QUOTED PASSAGE =
====
Despite its successes, the Dutch bundled-payment model faces three main challenges that are relevant to U.S. policymakers:

The model is limited to primary care. Outpatient specialist care and inpatient care are still paid via existing hospital-payment systems. This distinction was probably wise in the early stages of implementation, as general practitioners (GPs) were being urged to adopt bundles. However, it potentially encourages GPs to refer the more-complex (and more costly) patients to specialists. Currently, some care groups are exploring whether to extend the care bundle to outpatient specialist care and inpatient care.

Quality measures should focus more on outcomes. Despite the initial goal of improving patient outcomes, most DFHCS quality measures still focus on process metrics, such as the percentage of diabetes patients whose HbA1c levels were measured in the past 12 months. I expect current measures to be replaced by measures that matter more to patients, such as those outlined by the International Consortium for Health Outcomes Measurement.

Better payment models are needed. Having provider-led care groups assume financial risks has been an important step in payment reform, but the Dutch health care system must move toward more-disruptive payment models that focus on caring for patients rather than merely treating disease. Models like global payments, analogue to the Alternative Quality Contract, are receiving scrutiny in the Netherlands. It might even be wise just to scale up the number of bundled-payment contracts for the most prevalent chronic conditions before introducing more-disruptive payment models, but that option has not yet been actively considered. We may simply have to wait for a willing Dutch insurer to take a chance. I am hopeful that the next step will come soon, so that Dutch providers that are willing to take the lead are not discouraged.

For now, as U.S. policymakers aim to strengthen the primary-care orientation of payment models, they should consider “going Dutch” — not by splitting the bill, but by bundling it.
====
SOURCE DATA =
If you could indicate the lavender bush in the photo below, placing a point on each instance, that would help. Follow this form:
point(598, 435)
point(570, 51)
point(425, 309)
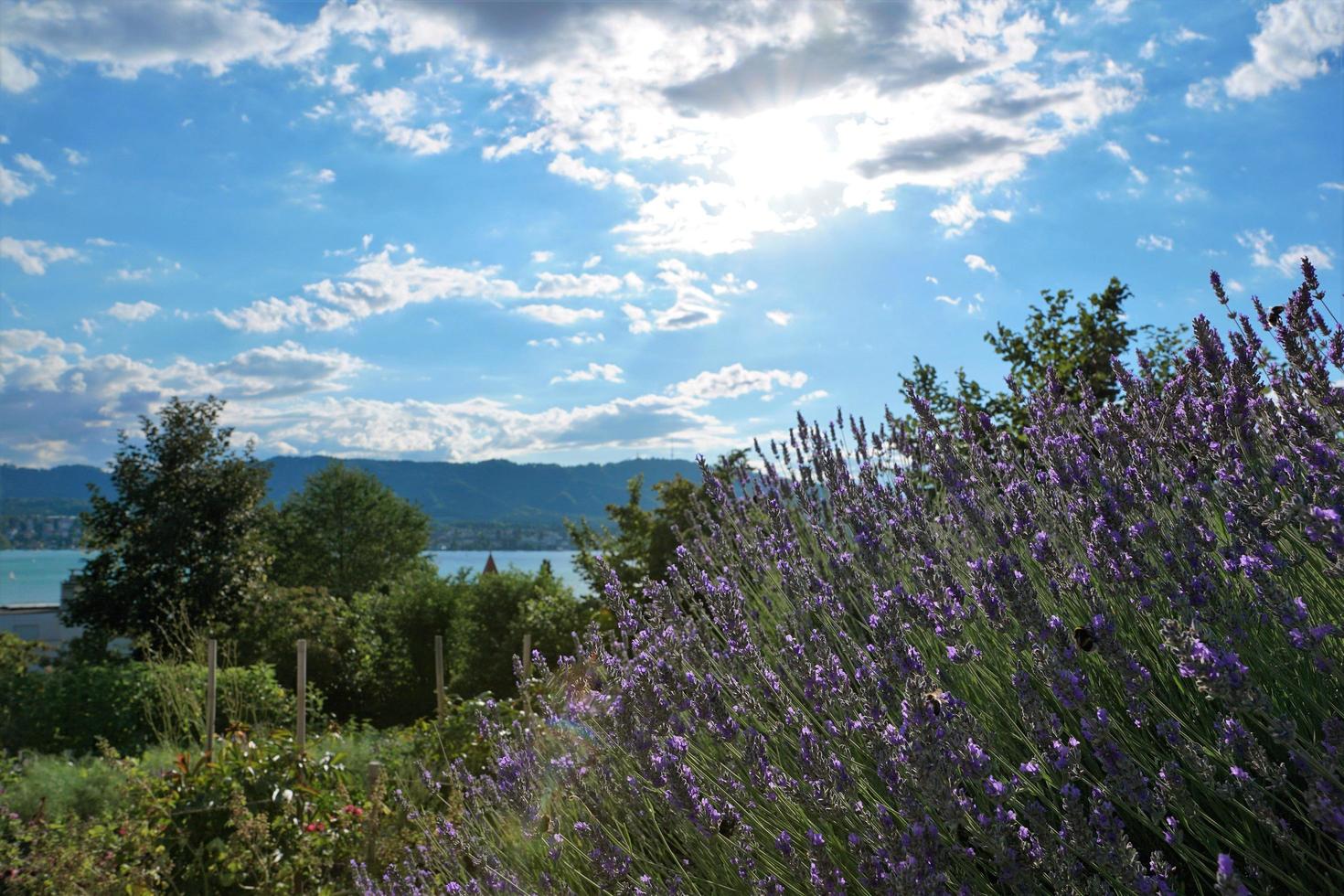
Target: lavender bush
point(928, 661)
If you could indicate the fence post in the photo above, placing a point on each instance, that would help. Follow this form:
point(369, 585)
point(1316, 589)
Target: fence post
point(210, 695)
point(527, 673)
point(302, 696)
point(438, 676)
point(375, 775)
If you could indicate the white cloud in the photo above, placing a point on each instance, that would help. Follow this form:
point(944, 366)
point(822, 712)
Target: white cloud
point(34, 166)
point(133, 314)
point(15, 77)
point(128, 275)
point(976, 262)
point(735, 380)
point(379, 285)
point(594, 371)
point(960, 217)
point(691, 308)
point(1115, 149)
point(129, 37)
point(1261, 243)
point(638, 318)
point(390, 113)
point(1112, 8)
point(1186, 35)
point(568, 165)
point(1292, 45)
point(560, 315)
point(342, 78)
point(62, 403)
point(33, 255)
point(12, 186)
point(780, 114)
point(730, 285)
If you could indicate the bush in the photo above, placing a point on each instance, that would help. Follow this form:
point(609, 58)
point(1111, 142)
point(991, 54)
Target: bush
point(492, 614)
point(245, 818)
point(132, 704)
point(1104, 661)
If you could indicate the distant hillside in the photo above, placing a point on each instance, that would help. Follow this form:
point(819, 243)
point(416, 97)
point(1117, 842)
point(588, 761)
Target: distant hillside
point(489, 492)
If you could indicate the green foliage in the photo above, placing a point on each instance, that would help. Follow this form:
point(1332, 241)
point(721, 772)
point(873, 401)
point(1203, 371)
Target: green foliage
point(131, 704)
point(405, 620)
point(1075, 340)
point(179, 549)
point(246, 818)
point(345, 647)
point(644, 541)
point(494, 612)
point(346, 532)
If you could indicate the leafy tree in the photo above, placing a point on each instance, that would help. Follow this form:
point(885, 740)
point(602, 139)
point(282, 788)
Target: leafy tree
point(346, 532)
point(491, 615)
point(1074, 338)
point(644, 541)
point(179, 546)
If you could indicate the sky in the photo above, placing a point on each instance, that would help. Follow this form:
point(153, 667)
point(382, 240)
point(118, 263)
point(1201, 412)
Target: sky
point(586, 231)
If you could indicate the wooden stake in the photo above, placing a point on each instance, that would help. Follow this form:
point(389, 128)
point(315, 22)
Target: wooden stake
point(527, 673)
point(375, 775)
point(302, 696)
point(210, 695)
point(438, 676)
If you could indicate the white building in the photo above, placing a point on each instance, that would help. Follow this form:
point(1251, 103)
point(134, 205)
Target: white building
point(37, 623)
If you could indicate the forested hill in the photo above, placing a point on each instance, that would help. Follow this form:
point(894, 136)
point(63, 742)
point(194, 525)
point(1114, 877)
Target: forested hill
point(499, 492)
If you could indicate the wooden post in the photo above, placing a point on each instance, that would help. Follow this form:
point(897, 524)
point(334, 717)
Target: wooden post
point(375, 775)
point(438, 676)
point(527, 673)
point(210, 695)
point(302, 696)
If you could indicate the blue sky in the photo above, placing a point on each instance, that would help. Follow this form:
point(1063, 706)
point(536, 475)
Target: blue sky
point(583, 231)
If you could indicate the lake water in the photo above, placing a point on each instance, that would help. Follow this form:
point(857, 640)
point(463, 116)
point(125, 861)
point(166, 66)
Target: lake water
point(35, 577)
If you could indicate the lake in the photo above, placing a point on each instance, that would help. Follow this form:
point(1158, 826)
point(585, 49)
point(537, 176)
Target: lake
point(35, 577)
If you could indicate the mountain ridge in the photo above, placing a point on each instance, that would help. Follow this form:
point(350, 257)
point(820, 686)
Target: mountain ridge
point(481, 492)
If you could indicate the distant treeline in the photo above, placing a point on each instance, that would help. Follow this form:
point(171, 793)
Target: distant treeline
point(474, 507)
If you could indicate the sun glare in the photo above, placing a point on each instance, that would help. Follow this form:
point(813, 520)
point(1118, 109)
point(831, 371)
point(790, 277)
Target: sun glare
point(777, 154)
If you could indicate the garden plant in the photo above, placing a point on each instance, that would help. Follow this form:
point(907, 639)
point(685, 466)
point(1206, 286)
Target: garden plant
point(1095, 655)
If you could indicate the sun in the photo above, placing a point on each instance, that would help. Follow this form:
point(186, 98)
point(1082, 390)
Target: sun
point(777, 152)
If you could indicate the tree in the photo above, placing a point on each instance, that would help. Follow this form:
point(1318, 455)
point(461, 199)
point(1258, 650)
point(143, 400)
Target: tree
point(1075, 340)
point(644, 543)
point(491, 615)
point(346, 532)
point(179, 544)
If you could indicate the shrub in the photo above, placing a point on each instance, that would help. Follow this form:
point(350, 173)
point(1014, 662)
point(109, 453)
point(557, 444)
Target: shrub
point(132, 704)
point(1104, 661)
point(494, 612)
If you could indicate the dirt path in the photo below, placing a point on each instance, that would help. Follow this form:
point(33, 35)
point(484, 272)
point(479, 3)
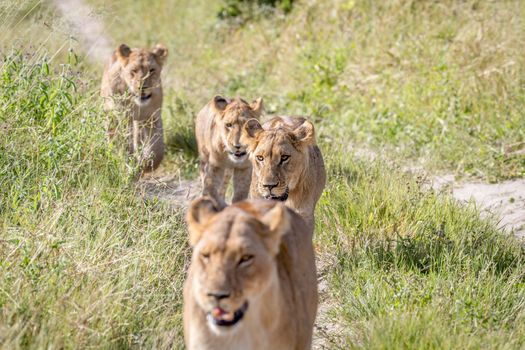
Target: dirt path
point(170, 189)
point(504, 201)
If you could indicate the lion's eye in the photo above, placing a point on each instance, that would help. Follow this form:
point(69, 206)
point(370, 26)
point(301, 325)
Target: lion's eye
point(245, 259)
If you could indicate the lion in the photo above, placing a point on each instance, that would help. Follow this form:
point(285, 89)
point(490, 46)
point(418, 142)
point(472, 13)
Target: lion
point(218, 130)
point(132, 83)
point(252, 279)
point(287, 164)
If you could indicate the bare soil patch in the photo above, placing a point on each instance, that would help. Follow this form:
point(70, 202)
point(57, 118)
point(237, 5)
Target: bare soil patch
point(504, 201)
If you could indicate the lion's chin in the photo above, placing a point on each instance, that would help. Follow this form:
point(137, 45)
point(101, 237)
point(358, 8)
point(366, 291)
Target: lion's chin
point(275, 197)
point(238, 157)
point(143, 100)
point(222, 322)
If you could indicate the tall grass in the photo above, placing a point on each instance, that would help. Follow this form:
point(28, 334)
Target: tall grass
====
SET OF TASKS =
**a.** In the passage on the Dutch bundled-payment model, why does the author call limiting the model to primary care probably wise early on, and what drawback does the author see in it?
**b.** According to the passage on the Dutch bundled-payment model, which organization outlined the kind of measures the author expects to replace current quality measures?

ANSWERS BY ITEM =
**a.** The limit made sense in the early stages of implementation because general practitioners were being urged to adopt bundles. The drawback is that it may encourage GPs to refer more-complex, more costly patients to specialists.

**b.** The International Consortium for Health Outcomes Measurement.